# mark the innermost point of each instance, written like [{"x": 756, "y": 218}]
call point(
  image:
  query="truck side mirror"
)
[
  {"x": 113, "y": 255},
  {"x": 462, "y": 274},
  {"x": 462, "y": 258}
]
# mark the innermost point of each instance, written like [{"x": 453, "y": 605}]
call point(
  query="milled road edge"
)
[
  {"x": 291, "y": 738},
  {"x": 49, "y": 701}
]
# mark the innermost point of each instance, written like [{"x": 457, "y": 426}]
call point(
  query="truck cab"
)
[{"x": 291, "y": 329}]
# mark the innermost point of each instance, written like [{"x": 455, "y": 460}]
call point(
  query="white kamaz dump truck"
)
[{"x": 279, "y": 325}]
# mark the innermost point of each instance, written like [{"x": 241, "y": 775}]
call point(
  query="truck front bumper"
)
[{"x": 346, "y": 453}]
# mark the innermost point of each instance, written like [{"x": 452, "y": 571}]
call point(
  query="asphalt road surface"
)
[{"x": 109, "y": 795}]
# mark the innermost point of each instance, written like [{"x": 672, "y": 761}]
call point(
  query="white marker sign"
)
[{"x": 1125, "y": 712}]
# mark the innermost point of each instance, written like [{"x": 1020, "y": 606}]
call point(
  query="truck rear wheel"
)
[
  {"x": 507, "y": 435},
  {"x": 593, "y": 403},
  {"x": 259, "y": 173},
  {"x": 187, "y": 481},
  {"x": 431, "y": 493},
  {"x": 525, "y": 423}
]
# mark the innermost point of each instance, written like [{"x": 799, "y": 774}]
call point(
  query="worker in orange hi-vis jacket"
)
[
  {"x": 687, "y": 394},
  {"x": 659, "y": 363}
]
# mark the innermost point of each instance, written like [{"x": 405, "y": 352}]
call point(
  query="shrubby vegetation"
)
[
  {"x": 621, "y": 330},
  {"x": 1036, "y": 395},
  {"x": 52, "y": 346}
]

* _REQUEST_: Exactly as written above, please repeat the entries.

* _WRITTEN RESPONSE_:
# mark the innermost point of each instance, written like [{"x": 756, "y": 218}]
call point(
  image:
  query="truck side mirror"
)
[
  {"x": 113, "y": 255},
  {"x": 462, "y": 274},
  {"x": 462, "y": 258}
]
# mark the innermost point of each instance, written like [{"x": 453, "y": 605}]
call point(
  query="milled road edge"
)
[
  {"x": 291, "y": 738},
  {"x": 49, "y": 701}
]
# mark the innermost point of each instance, written like [{"x": 457, "y": 426}]
call point(
  query="truck cab"
)
[{"x": 291, "y": 329}]
# mark the innermost point of each instance, written like [{"x": 455, "y": 460}]
call point(
  query="white kamaz dump truck"
)
[{"x": 279, "y": 325}]
# mark the innermost point of each instance, written like [{"x": 241, "y": 775}]
call point(
  query="truck front bumper"
)
[{"x": 346, "y": 453}]
# mark the innermost point of each instance, written like [{"x": 452, "y": 571}]
call point(
  query="asphalt road surface"
)
[{"x": 109, "y": 795}]
# mark the innermost point of each instance, written like [{"x": 672, "y": 761}]
call point(
  query="white marker sign"
)
[{"x": 1125, "y": 712}]
# mark the innermost point of each instance, written like [{"x": 1020, "y": 606}]
call point(
  query="truck rear wheel"
)
[
  {"x": 507, "y": 435},
  {"x": 593, "y": 403},
  {"x": 259, "y": 173},
  {"x": 187, "y": 481},
  {"x": 431, "y": 493},
  {"x": 525, "y": 423}
]
# mark the innermost point of each instance, written like [{"x": 799, "y": 774}]
call point(
  query="worker in orange hi-vis jacket"
)
[
  {"x": 687, "y": 394},
  {"x": 659, "y": 363}
]
# mark the innermost point of each instance, written like [{"x": 405, "y": 352}]
call point(
  query="shrubby vegetation"
)
[
  {"x": 621, "y": 330},
  {"x": 1036, "y": 395},
  {"x": 52, "y": 346}
]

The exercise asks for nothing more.